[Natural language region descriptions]
◆ ◆ ◆

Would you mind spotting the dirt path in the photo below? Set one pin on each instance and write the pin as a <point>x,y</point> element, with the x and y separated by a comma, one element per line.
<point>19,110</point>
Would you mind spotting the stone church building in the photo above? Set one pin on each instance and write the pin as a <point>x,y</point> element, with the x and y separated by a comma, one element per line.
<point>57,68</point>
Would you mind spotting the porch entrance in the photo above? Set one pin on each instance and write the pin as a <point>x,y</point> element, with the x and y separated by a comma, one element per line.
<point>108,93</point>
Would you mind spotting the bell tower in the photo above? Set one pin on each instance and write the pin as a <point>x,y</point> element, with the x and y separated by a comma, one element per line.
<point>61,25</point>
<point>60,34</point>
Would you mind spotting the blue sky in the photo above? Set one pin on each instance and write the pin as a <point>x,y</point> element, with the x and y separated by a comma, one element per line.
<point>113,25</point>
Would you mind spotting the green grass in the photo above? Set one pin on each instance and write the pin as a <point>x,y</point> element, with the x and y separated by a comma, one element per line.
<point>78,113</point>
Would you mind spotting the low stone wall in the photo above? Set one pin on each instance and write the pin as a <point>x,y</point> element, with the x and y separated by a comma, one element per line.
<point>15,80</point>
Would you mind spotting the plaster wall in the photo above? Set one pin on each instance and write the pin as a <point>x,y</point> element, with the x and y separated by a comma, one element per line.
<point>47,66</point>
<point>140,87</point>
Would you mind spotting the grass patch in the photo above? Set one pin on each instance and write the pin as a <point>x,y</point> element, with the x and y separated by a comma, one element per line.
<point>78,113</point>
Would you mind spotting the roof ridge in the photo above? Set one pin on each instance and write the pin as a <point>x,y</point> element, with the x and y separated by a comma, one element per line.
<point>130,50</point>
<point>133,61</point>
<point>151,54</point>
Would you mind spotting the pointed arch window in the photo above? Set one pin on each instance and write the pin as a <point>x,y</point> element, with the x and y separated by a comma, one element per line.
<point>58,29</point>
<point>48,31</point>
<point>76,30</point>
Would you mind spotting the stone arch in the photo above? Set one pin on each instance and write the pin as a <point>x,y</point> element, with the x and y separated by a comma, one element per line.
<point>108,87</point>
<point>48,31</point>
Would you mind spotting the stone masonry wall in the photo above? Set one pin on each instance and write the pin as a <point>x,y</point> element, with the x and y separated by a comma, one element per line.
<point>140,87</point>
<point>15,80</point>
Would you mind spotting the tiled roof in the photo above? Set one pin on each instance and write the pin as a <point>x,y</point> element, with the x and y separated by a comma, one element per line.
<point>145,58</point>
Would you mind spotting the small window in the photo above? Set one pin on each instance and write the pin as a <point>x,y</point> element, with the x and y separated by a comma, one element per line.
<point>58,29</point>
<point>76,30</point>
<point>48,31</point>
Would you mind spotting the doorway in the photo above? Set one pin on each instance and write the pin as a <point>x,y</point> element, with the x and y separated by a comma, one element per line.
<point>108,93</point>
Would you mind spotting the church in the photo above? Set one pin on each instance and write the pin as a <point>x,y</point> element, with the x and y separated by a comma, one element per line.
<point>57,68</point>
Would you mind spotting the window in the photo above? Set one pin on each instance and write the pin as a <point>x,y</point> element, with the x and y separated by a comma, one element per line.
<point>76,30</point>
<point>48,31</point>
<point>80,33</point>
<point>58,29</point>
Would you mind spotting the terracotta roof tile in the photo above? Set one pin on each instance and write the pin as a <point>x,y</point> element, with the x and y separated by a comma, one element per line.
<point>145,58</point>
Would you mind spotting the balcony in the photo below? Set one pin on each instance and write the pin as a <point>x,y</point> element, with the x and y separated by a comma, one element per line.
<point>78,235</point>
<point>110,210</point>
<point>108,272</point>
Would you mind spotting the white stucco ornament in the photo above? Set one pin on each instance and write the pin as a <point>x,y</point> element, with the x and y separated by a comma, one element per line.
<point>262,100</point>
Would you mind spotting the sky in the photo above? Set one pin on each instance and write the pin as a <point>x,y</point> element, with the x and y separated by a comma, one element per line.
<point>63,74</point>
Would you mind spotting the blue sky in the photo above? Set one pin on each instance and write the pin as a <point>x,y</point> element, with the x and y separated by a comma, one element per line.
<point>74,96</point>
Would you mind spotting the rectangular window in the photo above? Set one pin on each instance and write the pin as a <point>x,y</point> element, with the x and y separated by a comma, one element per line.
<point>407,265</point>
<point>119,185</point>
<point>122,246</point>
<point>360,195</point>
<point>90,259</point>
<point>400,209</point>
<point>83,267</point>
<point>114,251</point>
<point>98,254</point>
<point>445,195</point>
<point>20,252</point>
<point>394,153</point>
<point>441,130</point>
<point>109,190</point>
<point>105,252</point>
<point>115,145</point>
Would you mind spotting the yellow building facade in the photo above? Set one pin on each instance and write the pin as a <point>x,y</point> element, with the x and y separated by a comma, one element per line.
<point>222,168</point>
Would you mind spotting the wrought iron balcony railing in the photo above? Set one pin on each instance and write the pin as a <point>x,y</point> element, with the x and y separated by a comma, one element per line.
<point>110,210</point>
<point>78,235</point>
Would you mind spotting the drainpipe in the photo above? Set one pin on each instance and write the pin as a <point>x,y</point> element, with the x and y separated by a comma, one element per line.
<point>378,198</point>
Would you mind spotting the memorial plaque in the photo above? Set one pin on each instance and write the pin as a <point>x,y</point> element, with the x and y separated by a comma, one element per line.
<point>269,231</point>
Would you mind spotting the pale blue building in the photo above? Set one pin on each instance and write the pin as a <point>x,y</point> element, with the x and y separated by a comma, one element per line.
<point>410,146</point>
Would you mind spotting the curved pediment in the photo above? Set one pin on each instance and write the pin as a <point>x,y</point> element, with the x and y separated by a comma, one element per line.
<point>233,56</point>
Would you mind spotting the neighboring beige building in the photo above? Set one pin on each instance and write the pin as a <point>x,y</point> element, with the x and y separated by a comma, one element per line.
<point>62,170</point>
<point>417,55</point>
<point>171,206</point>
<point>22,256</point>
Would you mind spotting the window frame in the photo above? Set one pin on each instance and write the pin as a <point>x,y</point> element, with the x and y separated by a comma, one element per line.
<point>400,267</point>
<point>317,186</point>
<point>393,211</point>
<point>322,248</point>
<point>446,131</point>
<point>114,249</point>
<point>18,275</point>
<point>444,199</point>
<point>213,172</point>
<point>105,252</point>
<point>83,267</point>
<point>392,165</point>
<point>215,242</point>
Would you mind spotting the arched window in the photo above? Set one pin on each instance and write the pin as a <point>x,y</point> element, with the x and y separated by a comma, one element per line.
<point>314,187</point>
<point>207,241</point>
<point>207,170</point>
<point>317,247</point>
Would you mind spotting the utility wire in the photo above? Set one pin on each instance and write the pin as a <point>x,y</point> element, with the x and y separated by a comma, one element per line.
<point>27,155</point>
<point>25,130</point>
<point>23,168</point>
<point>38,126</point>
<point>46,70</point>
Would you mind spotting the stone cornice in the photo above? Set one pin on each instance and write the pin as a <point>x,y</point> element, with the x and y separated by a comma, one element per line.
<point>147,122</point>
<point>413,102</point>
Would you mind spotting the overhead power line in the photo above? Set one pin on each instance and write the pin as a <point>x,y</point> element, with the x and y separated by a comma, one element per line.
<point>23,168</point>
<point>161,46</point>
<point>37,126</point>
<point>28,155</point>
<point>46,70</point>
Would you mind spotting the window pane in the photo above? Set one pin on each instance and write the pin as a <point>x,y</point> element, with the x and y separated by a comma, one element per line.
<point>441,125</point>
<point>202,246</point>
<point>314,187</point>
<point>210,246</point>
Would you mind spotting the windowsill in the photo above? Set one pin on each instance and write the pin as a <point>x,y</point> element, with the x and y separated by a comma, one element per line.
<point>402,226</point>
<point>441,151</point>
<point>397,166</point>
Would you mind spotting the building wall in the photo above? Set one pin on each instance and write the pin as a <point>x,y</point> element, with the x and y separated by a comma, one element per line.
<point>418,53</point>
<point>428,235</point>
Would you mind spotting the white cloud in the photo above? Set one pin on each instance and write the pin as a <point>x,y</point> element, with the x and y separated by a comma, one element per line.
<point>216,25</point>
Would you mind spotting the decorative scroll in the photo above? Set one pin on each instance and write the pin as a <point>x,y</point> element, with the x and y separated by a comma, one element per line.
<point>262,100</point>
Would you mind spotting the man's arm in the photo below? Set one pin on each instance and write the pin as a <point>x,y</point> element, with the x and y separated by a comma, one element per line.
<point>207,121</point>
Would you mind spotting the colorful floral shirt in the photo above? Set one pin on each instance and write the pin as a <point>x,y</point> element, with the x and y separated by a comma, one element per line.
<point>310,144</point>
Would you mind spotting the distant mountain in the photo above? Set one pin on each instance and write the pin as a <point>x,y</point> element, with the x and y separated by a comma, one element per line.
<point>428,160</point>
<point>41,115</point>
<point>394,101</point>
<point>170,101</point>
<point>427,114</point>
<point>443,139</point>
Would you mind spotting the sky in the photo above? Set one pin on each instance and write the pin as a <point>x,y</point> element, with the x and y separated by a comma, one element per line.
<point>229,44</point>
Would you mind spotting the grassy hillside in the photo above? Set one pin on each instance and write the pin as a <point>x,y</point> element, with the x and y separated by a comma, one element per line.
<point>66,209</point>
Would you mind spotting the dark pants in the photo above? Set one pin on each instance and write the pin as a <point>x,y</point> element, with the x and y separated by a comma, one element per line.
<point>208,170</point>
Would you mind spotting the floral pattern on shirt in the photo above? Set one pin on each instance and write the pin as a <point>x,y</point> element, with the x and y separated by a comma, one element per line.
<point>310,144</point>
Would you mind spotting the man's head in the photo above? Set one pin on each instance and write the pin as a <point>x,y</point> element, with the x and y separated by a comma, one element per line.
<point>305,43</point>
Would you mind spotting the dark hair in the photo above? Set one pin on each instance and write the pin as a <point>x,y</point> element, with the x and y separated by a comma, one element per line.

◆ ◆ ◆

### PROMPT
Output, exactly and with no other text, the line that contains "Would you mind spotting the distant" and all lines from there to the end of the records.

### RESULT OF THIS TASK
Would you mind spotting the distant mountain in the photo above? Set one pin on each instance and write the pin as a <point>x,y</point> element, with the x and y separated by a comma, one element per line.
<point>428,160</point>
<point>41,115</point>
<point>394,101</point>
<point>170,101</point>
<point>427,114</point>
<point>443,139</point>
Would you mind spotting the sky in the photo above? Set one pin on each instance and write the pin as a <point>x,y</point> element, with the x and y separated by a comma, one element per line.
<point>229,44</point>
Would you mind spotting the grassy hillside in the photo above? Set one pin on each instance and write the pin as a <point>x,y</point> element, with the x and y separated by a comma, one element per line.
<point>66,209</point>
Would you mind spotting the dark pants in the photo above? Set one pin on each instance and write the pin as a <point>x,y</point> element, with the x and y separated by a comma, one element per line.
<point>208,170</point>
Would you mind spotting the floral pattern on shirt in the photo above? Set one pin on each instance and write the pin as a <point>x,y</point> element, with the x and y separated by a comma, one element per line.
<point>310,144</point>
Would you mind spotting the man's head in the photo above? Set one pin on each instance and write the pin as a <point>x,y</point> element, with the x and y separated by a comma, one element per line.
<point>305,43</point>
Would you mind spotting the dark hair in the photo above? Set one pin on each instance and write the pin as a <point>x,y</point> element, with the x and y separated by a comma, one element per line.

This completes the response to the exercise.